[Image point grounding data]
================================
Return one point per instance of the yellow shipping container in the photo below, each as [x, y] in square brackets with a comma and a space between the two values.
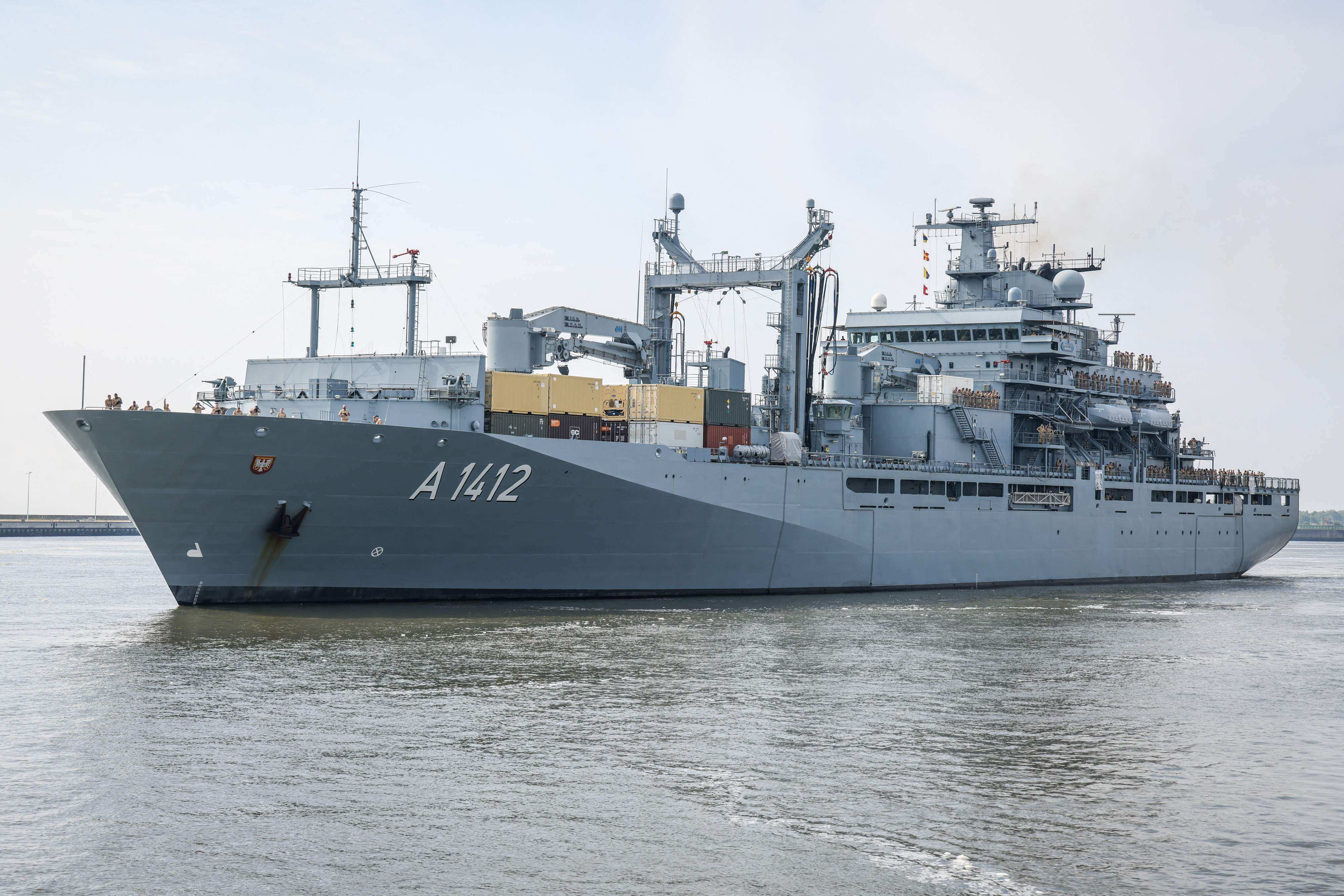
[667, 404]
[576, 396]
[517, 393]
[616, 401]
================================
§ **Work to be completed**
Excluding the images, return each record above precisely as written.

§ **Response to this exercise**
Return one point per instance of the yellow shipping container in the photo below, each as [x, y] in square brackets with a comma and a space between the two values.
[667, 404]
[576, 396]
[517, 393]
[616, 401]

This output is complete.